#### Passage to read:
--- --- ---

Why Consider Warrants?

Delivering warrant education to expand
THE KNOWLEDGE OF INVESTORS

Why Investors Should Consider Warrants – Leverage

We would again like to share with you some comments from the July 2007 Issue of Zeal Intelligence from editor, Adam Hamilton, CPA, which we are providing in its entirety with his permission.

“Since warrants are cheaper than owning stock outright, you can use warrants to increase leverage or decrease risk.  To get more leverage, take capital you are going to use to buy a long-term stock position and instead buy warrants, which let you ‘control’ the profits on many more shares.  To lower risk, use less capital than it would take to buy stock to buy warrants on the same number of shares.  Like any options if you are wrong you will take a loss of up to 100%, but within a secular bull it is hard to be wrong over such a long period of time.  The odds of winning for warrants are vastly higher than in standard options due to this abundant time.”

Warrants are a unique trading tool that is highly underappreciated and potentially incredibly profitable.

A Few Past Examples of Incredible Gains:

                                                             2003-2004        2005           2006    

                                                              Kimber          Peru         Blue Pearl
Resources     Copper      Mining
Common stock                                          394%            160%          1,310%
Return on Investment (ROI)
Warrant  (ROI)                                          2,542%        1,657%         3,729%

Leverage                                                   6.1              10.4             2.8

A $5,000 investment in the                   $127,100       $82,850        $186,450
warrants would be worth

The above calculations are using ‘conservative prices’; not the highest high nor the lowest low and they are in Canadian dollars.


Additional Information:

For those investors craving more information, let’s say leverage, or at least potential leverage, is the prime reason an investor would be interested in warrants.  The owner of the warrant receives none of the benefits of ownership of the common stock of a company.  He cannot vote, and he does not receive any cash dividends.  Why would an investor want to buy an option (warrant) to buy something instead of buying the thing itself?

The essence of the answer is that the anticipated gain on the warrant must be greater than the anticipated gain on the common stock.  This more rapid growth in the value of the warrant relative to the common stock is called leverage.

The advantage that a warrant offers the investor is leverage, that is, a greater gain than would be possible with an equal investment in the common stock.  Without this possibly of such leverage the investor would buy the common stock.

Pricing of warrants:

No one would purchase and exercise a warrant when we can buy the common stock for a price that is less than the exercise price of the warrant.

Minimum price of a warrant;

What will be the minimum price that an investor may be able to pay for a warrant?  The answer is the theoretical value of the warrant, the warrant’s intrinsic value as an option.  This intrinsic value is the price of the common stock minus the per share exercise price of the warrant.  If the common stock is selling for a price greater than the per share exercise price of the warrant, the warrant has some positive theoretical value.  If the common stock is selling for a price that is less than the per share exercise price of the warrant, the warrant has no real value as an option.

--- --- ---

#### Supplied entries:
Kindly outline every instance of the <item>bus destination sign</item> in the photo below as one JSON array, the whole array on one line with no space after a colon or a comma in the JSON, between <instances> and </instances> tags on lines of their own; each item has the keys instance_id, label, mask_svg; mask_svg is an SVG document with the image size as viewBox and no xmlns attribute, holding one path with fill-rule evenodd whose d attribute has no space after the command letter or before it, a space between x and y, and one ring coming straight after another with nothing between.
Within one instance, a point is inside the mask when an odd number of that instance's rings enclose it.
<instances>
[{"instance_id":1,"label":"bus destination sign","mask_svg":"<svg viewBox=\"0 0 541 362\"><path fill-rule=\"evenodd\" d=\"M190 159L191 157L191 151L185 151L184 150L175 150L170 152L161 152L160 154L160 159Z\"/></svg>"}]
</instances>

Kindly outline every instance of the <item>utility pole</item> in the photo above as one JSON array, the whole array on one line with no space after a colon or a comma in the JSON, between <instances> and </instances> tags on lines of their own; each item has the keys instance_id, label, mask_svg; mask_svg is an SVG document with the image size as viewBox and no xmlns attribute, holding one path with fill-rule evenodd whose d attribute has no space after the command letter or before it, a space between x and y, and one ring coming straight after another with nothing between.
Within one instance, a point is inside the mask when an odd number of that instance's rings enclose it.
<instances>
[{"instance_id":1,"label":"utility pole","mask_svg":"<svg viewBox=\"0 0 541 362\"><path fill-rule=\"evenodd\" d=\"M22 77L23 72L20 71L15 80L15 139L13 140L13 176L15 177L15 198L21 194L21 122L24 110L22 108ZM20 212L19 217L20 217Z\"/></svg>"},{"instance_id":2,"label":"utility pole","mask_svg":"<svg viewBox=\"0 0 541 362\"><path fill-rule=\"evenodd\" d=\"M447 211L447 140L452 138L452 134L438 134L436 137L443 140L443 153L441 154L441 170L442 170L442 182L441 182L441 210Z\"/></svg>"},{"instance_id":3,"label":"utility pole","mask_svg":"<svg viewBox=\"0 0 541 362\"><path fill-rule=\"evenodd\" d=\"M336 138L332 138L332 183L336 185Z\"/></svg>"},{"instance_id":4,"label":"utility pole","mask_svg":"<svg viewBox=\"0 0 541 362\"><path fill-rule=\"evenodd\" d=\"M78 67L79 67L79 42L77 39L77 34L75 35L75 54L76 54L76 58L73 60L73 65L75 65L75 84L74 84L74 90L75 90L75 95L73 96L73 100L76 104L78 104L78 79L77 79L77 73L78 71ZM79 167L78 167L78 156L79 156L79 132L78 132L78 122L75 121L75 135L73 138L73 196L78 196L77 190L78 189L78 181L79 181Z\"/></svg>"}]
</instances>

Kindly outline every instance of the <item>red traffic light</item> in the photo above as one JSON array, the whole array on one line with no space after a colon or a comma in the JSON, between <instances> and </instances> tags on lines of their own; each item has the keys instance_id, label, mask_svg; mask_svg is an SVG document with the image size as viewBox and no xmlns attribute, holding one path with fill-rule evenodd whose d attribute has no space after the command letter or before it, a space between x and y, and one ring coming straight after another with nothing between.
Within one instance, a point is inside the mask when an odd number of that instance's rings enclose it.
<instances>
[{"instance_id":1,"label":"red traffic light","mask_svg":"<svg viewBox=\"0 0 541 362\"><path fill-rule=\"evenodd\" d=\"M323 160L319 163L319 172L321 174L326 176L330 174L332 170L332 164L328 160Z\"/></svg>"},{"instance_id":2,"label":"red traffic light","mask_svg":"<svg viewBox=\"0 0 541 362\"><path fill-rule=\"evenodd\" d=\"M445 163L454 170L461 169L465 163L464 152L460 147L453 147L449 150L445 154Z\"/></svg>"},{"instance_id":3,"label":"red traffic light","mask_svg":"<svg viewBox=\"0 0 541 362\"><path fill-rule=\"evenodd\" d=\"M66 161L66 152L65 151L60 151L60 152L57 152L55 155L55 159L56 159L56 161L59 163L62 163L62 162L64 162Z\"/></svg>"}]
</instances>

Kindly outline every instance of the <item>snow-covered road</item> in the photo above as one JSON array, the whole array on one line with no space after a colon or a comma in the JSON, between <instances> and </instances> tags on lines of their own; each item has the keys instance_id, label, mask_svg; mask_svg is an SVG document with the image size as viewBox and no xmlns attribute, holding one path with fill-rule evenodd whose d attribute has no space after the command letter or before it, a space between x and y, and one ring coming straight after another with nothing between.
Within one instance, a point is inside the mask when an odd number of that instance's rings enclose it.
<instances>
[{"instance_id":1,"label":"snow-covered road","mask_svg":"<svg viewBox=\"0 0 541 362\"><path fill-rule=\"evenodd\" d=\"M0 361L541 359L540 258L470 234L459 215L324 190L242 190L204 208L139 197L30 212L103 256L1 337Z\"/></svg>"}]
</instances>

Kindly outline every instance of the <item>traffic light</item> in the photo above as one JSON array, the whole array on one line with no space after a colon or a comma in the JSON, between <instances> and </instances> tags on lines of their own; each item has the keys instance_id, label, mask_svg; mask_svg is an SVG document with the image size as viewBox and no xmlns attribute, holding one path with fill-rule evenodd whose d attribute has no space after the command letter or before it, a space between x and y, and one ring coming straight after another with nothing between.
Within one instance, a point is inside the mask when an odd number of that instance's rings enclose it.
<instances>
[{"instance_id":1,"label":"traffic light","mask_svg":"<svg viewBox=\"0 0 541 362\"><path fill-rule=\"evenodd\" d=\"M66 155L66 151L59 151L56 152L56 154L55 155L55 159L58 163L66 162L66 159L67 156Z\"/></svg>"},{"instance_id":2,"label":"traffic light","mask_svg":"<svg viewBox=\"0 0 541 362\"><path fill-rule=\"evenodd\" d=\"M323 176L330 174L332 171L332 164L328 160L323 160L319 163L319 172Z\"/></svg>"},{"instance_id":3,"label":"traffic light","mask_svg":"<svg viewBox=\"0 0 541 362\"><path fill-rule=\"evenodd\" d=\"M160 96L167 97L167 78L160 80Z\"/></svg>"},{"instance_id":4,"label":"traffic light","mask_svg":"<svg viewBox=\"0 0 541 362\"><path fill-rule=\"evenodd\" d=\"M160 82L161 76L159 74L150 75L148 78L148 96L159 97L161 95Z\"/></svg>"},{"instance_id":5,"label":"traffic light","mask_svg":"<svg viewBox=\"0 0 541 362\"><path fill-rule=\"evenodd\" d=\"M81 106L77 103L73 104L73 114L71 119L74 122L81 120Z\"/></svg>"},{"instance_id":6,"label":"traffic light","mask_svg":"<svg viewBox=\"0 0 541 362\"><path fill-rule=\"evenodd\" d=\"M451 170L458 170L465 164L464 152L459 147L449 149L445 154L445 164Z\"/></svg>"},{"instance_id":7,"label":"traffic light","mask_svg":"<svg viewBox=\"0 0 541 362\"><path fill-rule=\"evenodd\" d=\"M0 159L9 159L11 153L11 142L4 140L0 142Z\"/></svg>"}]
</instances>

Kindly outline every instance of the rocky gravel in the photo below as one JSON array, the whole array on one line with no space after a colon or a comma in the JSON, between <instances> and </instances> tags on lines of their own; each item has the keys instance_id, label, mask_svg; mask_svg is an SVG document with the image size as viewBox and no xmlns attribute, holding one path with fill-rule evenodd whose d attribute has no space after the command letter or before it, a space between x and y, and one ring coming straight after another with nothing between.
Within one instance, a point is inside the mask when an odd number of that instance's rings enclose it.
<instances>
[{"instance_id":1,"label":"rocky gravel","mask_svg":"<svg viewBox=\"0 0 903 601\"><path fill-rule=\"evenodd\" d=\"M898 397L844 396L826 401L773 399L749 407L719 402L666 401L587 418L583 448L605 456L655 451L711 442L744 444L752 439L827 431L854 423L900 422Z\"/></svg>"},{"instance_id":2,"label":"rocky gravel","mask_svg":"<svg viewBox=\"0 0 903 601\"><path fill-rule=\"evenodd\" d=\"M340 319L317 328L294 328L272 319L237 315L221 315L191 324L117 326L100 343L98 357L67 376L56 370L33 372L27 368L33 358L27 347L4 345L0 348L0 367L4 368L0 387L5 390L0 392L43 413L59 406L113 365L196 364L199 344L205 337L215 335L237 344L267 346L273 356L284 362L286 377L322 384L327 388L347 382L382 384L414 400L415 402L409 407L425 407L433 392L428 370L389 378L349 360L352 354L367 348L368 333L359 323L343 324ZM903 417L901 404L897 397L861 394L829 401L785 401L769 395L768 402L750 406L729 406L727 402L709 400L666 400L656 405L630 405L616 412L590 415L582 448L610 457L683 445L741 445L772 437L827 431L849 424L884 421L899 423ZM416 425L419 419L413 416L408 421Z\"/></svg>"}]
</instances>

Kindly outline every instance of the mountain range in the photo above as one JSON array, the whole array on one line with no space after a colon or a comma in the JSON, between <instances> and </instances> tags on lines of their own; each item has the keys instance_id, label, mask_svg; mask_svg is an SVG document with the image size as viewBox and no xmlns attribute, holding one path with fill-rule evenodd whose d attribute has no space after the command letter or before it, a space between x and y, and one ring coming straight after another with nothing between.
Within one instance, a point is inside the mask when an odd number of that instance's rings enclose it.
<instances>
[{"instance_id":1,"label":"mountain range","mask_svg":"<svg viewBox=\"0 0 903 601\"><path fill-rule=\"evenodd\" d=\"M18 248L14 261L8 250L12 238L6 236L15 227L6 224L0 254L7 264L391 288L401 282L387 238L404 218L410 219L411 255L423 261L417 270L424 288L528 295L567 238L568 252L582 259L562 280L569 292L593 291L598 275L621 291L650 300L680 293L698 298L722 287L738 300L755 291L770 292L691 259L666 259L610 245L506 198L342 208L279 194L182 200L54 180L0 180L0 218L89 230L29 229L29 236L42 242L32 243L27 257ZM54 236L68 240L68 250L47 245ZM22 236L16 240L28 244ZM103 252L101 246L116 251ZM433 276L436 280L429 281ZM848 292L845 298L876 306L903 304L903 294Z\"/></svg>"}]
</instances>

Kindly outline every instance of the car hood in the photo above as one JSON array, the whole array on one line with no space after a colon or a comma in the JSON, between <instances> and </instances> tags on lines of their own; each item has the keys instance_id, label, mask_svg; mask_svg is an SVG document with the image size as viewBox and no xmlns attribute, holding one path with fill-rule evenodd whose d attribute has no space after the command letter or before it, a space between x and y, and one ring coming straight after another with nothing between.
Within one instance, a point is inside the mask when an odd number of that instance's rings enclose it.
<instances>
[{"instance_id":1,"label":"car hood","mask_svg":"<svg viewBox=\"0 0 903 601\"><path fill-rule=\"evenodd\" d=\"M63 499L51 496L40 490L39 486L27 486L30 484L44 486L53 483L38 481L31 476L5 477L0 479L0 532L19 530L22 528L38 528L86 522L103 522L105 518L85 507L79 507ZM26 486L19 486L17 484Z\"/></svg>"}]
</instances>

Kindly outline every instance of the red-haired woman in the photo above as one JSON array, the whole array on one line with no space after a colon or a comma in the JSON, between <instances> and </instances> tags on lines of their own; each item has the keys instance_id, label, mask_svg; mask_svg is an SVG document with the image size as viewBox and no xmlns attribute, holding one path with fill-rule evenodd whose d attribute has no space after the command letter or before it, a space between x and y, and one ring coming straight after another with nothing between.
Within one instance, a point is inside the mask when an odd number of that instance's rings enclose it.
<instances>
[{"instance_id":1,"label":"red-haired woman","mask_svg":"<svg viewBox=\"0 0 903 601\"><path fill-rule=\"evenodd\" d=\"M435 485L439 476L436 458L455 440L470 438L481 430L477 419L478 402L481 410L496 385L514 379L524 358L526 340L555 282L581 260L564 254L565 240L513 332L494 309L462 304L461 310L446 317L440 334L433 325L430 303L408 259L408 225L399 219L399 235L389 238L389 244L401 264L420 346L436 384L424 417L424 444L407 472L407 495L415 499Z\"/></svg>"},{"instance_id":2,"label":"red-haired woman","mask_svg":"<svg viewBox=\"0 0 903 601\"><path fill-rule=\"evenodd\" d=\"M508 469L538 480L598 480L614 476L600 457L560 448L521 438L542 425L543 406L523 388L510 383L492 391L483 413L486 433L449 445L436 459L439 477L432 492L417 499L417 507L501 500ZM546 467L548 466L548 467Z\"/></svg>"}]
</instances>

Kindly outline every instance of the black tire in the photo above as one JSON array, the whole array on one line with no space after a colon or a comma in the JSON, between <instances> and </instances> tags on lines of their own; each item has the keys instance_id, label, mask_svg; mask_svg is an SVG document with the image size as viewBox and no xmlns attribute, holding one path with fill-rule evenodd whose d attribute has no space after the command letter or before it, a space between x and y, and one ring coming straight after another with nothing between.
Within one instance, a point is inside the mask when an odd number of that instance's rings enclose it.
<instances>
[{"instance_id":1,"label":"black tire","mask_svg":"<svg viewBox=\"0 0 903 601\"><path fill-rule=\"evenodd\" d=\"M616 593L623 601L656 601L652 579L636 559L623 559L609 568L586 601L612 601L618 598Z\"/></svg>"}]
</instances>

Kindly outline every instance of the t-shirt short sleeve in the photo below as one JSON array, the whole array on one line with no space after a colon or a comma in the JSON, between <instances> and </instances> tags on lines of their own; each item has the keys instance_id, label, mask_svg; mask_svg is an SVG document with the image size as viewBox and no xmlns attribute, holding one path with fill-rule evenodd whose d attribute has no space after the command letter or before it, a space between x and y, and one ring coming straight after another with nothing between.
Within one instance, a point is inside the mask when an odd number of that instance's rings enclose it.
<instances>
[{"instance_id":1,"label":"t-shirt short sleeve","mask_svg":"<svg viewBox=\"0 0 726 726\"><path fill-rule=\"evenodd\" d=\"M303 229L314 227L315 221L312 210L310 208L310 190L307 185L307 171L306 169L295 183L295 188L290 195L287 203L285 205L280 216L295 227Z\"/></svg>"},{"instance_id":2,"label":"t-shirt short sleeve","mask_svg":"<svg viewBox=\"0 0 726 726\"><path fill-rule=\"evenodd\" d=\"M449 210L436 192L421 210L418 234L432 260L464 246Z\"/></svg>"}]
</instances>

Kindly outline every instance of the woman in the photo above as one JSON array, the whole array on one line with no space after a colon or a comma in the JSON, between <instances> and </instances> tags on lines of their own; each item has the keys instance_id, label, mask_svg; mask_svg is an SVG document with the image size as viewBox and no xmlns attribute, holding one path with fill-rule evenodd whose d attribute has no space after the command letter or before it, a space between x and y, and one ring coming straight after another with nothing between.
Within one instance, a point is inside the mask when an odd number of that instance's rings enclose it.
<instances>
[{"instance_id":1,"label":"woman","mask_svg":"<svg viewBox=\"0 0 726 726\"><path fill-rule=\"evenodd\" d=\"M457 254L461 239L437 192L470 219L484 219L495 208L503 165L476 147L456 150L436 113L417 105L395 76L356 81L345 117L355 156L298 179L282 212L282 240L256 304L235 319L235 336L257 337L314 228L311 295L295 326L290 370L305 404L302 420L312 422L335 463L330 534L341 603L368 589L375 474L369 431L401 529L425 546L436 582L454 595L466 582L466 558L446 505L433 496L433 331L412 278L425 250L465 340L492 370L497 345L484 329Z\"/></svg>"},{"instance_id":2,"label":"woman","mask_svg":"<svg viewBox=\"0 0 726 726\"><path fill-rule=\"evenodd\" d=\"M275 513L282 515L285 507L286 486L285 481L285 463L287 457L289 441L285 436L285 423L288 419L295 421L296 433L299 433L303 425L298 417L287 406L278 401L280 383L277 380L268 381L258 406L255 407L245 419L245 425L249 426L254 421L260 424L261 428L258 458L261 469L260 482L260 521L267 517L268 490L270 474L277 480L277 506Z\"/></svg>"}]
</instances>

--- --- ---

#### Directive:
Answer these questions using the text on warrants:
1. According to the quoted comments from Zeal Intelligence, what makes the odds of winning much higher for warrants than for standard options?
2. What two things is a warrant owner unable to do or receive as a holder of common stock would?
3. How is a warrant's intrinsic value calculated?
The records aren't needed for the task that follows.

#### Exercise result:
1. The abundant time warrants allow.
2. The warrant owner cannot vote and does not receive any cash dividends.
3. It is the price of the common stock minus the per share exercise price of the warrant.